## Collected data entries
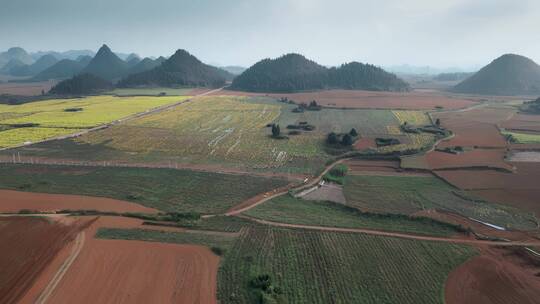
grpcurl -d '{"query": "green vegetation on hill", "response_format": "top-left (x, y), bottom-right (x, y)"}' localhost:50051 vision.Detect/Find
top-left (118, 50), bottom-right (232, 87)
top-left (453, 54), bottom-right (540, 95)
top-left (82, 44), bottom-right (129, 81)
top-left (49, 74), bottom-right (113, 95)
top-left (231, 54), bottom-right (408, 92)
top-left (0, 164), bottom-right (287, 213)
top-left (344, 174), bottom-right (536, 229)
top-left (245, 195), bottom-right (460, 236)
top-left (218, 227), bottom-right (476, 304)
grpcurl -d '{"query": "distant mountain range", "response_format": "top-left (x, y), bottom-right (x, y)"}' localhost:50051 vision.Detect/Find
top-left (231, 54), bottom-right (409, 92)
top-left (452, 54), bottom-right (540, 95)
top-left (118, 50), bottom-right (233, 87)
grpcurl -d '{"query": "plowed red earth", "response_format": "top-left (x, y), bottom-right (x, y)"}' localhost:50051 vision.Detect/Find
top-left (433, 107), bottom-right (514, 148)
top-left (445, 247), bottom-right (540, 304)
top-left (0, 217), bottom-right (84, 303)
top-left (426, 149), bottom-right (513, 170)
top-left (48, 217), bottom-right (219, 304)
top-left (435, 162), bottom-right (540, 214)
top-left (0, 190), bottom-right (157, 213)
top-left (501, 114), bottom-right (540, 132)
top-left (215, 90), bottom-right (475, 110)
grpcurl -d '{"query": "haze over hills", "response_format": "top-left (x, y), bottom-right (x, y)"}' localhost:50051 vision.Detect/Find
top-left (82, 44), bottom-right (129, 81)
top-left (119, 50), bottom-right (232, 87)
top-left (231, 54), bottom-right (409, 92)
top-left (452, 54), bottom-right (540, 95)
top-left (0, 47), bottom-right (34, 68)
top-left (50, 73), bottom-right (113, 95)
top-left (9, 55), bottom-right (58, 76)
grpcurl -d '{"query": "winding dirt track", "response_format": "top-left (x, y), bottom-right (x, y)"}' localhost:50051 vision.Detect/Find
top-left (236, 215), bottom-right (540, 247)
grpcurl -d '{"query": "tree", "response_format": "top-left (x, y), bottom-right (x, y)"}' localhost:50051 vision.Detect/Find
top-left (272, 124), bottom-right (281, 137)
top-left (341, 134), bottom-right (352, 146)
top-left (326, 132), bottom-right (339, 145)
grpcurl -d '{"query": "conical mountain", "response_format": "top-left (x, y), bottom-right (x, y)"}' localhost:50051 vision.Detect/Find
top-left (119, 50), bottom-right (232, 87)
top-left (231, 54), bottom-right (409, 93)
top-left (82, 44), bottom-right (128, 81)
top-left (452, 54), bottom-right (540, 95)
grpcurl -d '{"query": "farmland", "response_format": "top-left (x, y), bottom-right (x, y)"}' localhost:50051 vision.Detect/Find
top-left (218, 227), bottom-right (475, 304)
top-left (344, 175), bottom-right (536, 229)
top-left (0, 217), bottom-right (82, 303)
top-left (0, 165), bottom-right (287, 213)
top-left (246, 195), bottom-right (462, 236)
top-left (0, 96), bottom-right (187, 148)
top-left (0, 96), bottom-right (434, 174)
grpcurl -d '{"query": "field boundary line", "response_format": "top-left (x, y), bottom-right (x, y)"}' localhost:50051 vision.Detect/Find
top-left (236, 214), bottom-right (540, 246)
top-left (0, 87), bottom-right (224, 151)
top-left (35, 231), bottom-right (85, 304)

## Stated task
Please write out all the rows again with "localhost:50051" swapped for "127.0.0.1:50051" and everything else unchanged. Leave the pictures out.

## Reply to the exercise
grpcurl -d '{"query": "green vegetation on hill", "response_format": "top-left (x, y), bottom-right (x, y)"}' 127.0.0.1:50051 vision.Detect/Find
top-left (118, 50), bottom-right (232, 87)
top-left (453, 54), bottom-right (540, 95)
top-left (82, 44), bottom-right (129, 81)
top-left (49, 74), bottom-right (113, 95)
top-left (231, 54), bottom-right (408, 92)
top-left (0, 164), bottom-right (287, 213)
top-left (344, 174), bottom-right (536, 229)
top-left (245, 195), bottom-right (460, 236)
top-left (218, 227), bottom-right (476, 304)
grpcurl -d '{"query": "distant mountain range", "response_format": "top-left (x, y), bottom-right (x, y)"}' 127.0.0.1:50051 vision.Detect/Find
top-left (231, 54), bottom-right (409, 92)
top-left (452, 54), bottom-right (540, 95)
top-left (118, 50), bottom-right (233, 87)
grpcurl -d '{"query": "plowed red earth", "response_format": "top-left (x, y), bottom-right (x, y)"}' 127.0.0.1:50051 vision.Detect/Find
top-left (433, 107), bottom-right (514, 148)
top-left (445, 247), bottom-right (540, 304)
top-left (0, 217), bottom-right (84, 303)
top-left (426, 149), bottom-right (513, 170)
top-left (48, 217), bottom-right (219, 304)
top-left (435, 162), bottom-right (540, 214)
top-left (0, 190), bottom-right (157, 213)
top-left (501, 114), bottom-right (540, 132)
top-left (215, 90), bottom-right (475, 110)
grpcurl -d '{"query": "haze over hills", "response_format": "top-left (x, y), bottom-right (x, y)"}' 127.0.0.1:50051 vision.Detect/Find
top-left (82, 44), bottom-right (129, 81)
top-left (119, 50), bottom-right (232, 87)
top-left (231, 54), bottom-right (409, 92)
top-left (452, 54), bottom-right (540, 95)
top-left (0, 47), bottom-right (34, 68)
top-left (50, 73), bottom-right (113, 95)
top-left (9, 55), bottom-right (58, 76)
grpcurl -d '{"query": "winding dirt track", "response_format": "top-left (x, y), bottom-right (x, y)"}' 127.0.0.1:50051 vision.Detect/Find
top-left (236, 215), bottom-right (540, 247)
grpcurl -d '{"query": "tree", "response_format": "top-left (x, y), bottom-right (x, y)"}' 127.0.0.1:50051 vision.Detect/Find
top-left (272, 124), bottom-right (281, 137)
top-left (341, 134), bottom-right (352, 146)
top-left (326, 132), bottom-right (339, 145)
grpcurl -d '{"query": "conical mountain", "response_format": "top-left (x, y), bottom-right (x, y)"}' 127.0.0.1:50051 vision.Detect/Find
top-left (119, 50), bottom-right (232, 87)
top-left (231, 54), bottom-right (409, 93)
top-left (82, 44), bottom-right (128, 81)
top-left (452, 54), bottom-right (540, 95)
grpcurl -d '{"query": "farmland", "response_format": "top-left (x, y), bottom-right (x, y)"}' 127.0.0.1:50051 vision.Detect/Find
top-left (218, 227), bottom-right (475, 304)
top-left (344, 175), bottom-right (536, 229)
top-left (0, 217), bottom-right (82, 303)
top-left (0, 165), bottom-right (287, 213)
top-left (246, 195), bottom-right (462, 236)
top-left (0, 96), bottom-right (187, 148)
top-left (0, 96), bottom-right (434, 174)
grpcurl -d '{"query": "field boundary line", "response_format": "top-left (x, y), bottom-right (x, y)"}' 127.0.0.1:50051 vision.Detect/Find
top-left (236, 214), bottom-right (540, 246)
top-left (0, 87), bottom-right (224, 151)
top-left (35, 231), bottom-right (85, 304)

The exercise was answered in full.